▸ **What is expected**
Go through the material below and count the lines with the string "sleeve"; the number is the whole answer.

▸ **Supplied records**
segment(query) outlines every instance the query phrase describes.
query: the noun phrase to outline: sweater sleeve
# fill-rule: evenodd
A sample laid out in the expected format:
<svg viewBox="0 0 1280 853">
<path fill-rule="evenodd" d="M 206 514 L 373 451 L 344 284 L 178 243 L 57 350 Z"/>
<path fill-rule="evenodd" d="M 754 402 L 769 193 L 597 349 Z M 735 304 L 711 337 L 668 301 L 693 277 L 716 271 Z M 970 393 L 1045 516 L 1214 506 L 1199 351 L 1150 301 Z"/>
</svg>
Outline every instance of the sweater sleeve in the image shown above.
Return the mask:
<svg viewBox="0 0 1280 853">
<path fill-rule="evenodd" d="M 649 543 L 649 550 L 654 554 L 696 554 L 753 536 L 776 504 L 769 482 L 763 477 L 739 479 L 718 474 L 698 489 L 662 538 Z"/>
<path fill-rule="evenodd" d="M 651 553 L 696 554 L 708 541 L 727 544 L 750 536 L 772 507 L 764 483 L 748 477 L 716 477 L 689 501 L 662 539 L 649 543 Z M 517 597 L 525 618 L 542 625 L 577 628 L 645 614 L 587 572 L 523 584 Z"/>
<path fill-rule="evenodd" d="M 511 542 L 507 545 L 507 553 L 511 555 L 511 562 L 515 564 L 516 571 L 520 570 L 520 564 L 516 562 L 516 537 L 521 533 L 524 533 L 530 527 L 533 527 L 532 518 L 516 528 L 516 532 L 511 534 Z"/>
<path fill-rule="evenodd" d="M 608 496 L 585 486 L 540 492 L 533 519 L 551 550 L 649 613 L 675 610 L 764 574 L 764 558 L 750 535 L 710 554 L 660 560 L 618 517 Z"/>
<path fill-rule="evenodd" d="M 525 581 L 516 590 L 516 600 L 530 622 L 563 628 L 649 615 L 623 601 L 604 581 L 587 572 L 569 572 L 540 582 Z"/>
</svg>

▸ **Problem solution**
2